## Data provided

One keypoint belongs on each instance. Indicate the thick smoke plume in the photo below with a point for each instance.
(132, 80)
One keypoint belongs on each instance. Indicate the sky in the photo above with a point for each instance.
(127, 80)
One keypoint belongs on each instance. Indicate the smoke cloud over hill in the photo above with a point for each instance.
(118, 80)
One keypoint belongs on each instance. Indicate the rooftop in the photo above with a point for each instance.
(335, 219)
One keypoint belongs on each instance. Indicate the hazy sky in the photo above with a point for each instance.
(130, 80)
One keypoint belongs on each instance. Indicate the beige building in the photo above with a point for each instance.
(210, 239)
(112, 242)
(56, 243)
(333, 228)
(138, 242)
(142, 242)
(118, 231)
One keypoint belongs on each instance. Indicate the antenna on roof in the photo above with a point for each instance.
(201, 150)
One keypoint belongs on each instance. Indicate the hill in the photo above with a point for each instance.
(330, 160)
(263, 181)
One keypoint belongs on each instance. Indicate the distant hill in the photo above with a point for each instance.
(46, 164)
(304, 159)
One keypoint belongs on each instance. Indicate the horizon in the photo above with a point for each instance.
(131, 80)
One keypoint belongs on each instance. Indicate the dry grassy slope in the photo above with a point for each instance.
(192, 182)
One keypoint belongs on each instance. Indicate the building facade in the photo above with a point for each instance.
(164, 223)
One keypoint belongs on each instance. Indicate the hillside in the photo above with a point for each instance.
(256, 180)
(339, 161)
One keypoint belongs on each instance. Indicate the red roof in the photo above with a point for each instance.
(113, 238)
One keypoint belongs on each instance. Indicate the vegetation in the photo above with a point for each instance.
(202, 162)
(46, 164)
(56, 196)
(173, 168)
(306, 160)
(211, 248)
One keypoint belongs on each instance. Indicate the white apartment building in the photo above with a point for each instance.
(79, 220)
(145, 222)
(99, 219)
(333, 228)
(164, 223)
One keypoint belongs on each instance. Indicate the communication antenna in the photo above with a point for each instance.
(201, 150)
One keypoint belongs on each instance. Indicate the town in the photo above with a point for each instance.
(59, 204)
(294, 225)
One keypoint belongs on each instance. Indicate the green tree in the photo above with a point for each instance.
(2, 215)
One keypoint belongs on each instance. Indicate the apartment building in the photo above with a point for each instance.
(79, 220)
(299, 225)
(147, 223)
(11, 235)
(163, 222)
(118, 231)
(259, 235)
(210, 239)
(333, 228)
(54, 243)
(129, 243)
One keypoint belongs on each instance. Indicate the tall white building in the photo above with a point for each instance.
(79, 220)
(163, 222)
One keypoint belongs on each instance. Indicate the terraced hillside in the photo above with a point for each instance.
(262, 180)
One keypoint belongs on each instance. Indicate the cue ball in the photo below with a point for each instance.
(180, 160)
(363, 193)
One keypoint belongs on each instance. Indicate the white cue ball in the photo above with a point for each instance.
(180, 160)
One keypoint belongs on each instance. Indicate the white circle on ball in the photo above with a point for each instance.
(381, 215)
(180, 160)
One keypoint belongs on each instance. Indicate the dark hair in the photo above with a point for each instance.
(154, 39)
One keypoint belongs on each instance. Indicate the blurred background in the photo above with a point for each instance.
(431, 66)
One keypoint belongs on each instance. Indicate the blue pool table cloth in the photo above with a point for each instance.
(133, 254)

## Goal of the exercise
Take the records above and return them exactly as written.

## Reply
One keypoint belongs on each instance. Indicate the thick smoke plume in the photo below with a point for each instance.
(132, 80)
One keypoint belongs on each instance. Indicate the sky in the photo above with a point for each instance.
(127, 80)
One keypoint belongs on each instance. Indicate the smoke cloud over hill in the photo above with a point for each instance.
(118, 80)
One keypoint belongs on each instance. Indicate the rooftop in the photo above with a point for each instance.
(335, 219)
One keypoint belongs on each instance. Indicate the hazy sky in the photo above with a point for each instance.
(130, 80)
One keypoint belongs on each instance. Indicate the beige building in the photo above with a point for each instance.
(210, 239)
(112, 242)
(56, 243)
(333, 228)
(138, 242)
(142, 242)
(118, 231)
One keypoint belongs on each instance. Indicate the antenna on roof in the photo above with a point for each instance.
(201, 150)
One keypoint belongs on each instance. Indicate the hill in the photo above with a point for each instance.
(330, 160)
(263, 181)
One keypoint belongs on each instance. Indicate the distant hill in the photo above with a point for each instance.
(46, 164)
(304, 159)
One keypoint belongs on each instance. Indicate the horizon in the photo above with a point for each instance.
(131, 80)
One keypoint belongs on each instance. Indicate the dry grassy slope in the photo above with a point for each instance.
(192, 182)
One keypoint belongs on each instance. Indicate the building facade in the photo above with a point for each instance.
(164, 223)
One keypoint belongs on each instance. Indicate the hillside in the photo above with a point for each instance.
(256, 180)
(339, 161)
One keypoint belongs on each instance. Indicate the red roof in the photo above with a point for each instance.
(113, 238)
One keypoint belongs on each instance. Indicate the vegetation in the photo above with a point for each instance.
(202, 162)
(46, 164)
(56, 196)
(173, 168)
(306, 160)
(211, 248)
One keypoint belongs on each instance. Indicate the white apartment building in the photo above with a point for each instance.
(79, 220)
(145, 222)
(99, 219)
(333, 228)
(164, 223)
One keypoint belongs on each instance. Indicate the communication antenna in the photo above with a point for each instance.
(201, 150)
One keypoint belongs on each instance. Indicate the town in the photo above with a point for each instance.
(59, 204)
(294, 225)
One keypoint belongs on each instance. Indicate the green tree in the photo above with a point for each instance.
(2, 215)
One keypoint belongs on each instance. Indicate the apartment building in the photo above with a point for each instance.
(79, 220)
(299, 225)
(147, 223)
(11, 235)
(163, 222)
(118, 231)
(259, 235)
(210, 239)
(333, 228)
(54, 243)
(129, 243)
One keypoint belongs on each instance. Indicate the tall white building in the photo above with a point for each instance.
(79, 220)
(163, 222)
One keypoint belongs on each instance. Indicate the terraced hillside in the photo above with a point for each instance.
(262, 180)
One keypoint belongs on each instance. Indicate the cue ball in the photo below with a point for each instance.
(180, 160)
(363, 193)
One keypoint belongs on each instance. Indicate the white cue ball in the photo above with a point for each instance.
(180, 160)
One keypoint belongs on each instance. Indicate the white circle on ball in the photo above with a point for each instance.
(381, 215)
(180, 160)
One keypoint belongs on each instance. Indicate the dark hair in the photo above with a point for each instance.
(154, 39)
One keypoint belongs on each instance. Indicate the blurred background in the photo above with a point for each instance.
(431, 66)
One keypoint belongs on each instance. Indicate the blue pool table cloth in the photo above with a point for each instance.
(133, 254)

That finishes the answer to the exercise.